## Text section
┌──

Snap Keeps Augmenting Their Tricky Reality

The new Spectacles approach seems right, but perhaps still too early...
Snap’s new Spectacles inch closer to compelling AR
Will developers finally help Snap take AR glasses mainstream?

I've been compelled by the idea of Snap's Spectacles since day one, eight years ago. And while that initial dive into the space got some buzz, the product line still failed to set the world on fire. The timing was still off. So Snap pulled it back, working on it in a less forward-facing way, focused on developers for the nascent technology. In other words, pretty much exactly what I thought Apple should have done with the Vision Pro instead of launching a $3,500 device into the wild with consumers, with little content to boot – quite literally. And while Apple is still figuring out how best to move forward with the line, Snap continues their quest – here's Alex Heath:

Snap’s fifth-generation Spectacles have a richer, more immersive display. Using them feels snappier. They weigh less than their predecessor and last longer on a charge.

Those are exactly the kinds of upgrades you’d expect from a product line that’s technically eight years old. But the market for Spectacles — and AR glasses in general — still feels as nascent as ever.

Snap has an idea for what could change that: developers. These new Spectacles, announced Tuesday at Snap’s annual Partner Summit in Los Angeles, aren’t being sold. Instead, Snap is repeating its playbook for the last version of Spectacles in 2021 and distributing them to the people who make AR lenses for Snapchat. This time around, though, there’s an extra hurdle: you have to apply for access through Lens Studio, the company’s desktop tool for creating AR software, and pay $1,188 to lease a pair for at least one year. (After a year, the subscription becomes $99 a month.)

└──

## Given task 1
Recast the records, from the line containing "Placement rule: one point per instance of the reflection" down to the line containing "column 789, row 549" (both included), as a Markdown table with the columns No. and Entry. Number each row and leave out blank lines.

## Given data
┌──

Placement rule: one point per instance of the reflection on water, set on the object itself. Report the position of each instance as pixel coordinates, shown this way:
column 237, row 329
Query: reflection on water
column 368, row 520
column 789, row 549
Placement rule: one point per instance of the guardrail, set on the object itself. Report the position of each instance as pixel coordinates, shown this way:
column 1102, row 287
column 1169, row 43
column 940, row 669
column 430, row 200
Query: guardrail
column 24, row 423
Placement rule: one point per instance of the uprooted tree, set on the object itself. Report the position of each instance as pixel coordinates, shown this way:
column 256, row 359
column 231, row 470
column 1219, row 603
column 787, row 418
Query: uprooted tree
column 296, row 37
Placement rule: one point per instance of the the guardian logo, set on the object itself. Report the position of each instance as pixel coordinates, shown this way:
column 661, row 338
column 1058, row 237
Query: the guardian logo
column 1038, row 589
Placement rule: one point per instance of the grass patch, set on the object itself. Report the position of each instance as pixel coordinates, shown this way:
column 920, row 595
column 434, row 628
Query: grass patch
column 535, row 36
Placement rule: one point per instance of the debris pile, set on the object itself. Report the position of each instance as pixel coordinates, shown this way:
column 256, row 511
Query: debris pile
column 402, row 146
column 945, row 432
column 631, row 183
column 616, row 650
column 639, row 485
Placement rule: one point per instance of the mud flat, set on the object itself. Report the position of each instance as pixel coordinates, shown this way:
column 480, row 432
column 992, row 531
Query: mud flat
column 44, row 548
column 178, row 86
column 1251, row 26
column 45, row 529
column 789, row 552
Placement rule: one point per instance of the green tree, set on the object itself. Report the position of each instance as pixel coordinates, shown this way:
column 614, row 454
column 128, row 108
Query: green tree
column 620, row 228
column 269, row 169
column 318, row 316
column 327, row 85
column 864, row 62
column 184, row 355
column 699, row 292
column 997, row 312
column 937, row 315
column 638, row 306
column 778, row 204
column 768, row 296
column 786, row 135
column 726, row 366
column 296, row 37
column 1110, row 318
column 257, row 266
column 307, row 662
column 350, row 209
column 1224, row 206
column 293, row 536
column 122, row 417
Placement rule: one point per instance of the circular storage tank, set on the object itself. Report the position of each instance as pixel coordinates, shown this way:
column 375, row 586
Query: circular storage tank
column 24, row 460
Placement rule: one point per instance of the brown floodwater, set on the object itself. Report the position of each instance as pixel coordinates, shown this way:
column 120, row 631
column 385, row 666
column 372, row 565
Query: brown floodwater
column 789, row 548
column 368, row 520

└──
┌──

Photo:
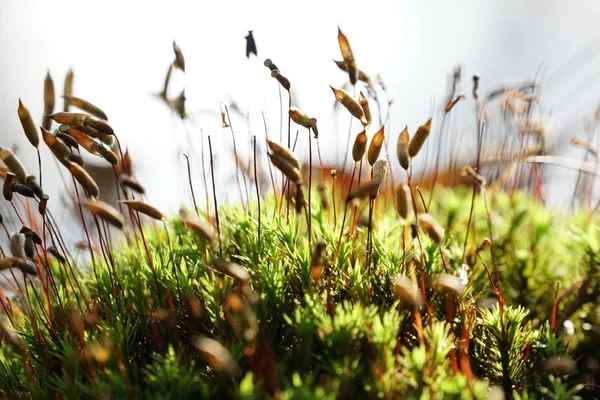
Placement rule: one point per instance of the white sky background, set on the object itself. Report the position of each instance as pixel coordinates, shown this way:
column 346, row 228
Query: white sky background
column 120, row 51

└──

## Given task 2
Reproduce the passage of the article on Snap's Spectacles from the words "I've been compelled" down to the words "on a charge.", both included.

## Complete answer 1
| No. | Entry |
|---|---|
| 1 | Placement rule: one point per instance of the reflection on water, set on the object itself. Report the position of each instance as pixel coordinates, shown this way: |
| 2 | column 237, row 329 |
| 3 | Query: reflection on water |
| 4 | column 368, row 520 |
| 5 | column 789, row 549 |

## Complete answer 2
I've been compelled by the idea of Snap's Spectacles since day one, eight years ago. And while that initial dive into the space got some buzz, the product line still failed to set the world on fire. The timing was still off. So Snap pulled it back, working on it in a less forward-facing way, focused on developers for the nascent technology. In other words, pretty much exactly what I thought Apple should have done with the Vision Pro instead of launching a $3,500 device into the wild with consumers, with little content to boot – quite literally. And while Apple is still figuring out how best to move forward with the line, Snap continues their quest – here's Alex Heath:

Snap’s fifth-generation Spectacles have a richer, more immersive display. Using them feels snappier. They weigh less than their predecessor and last longer on a charge.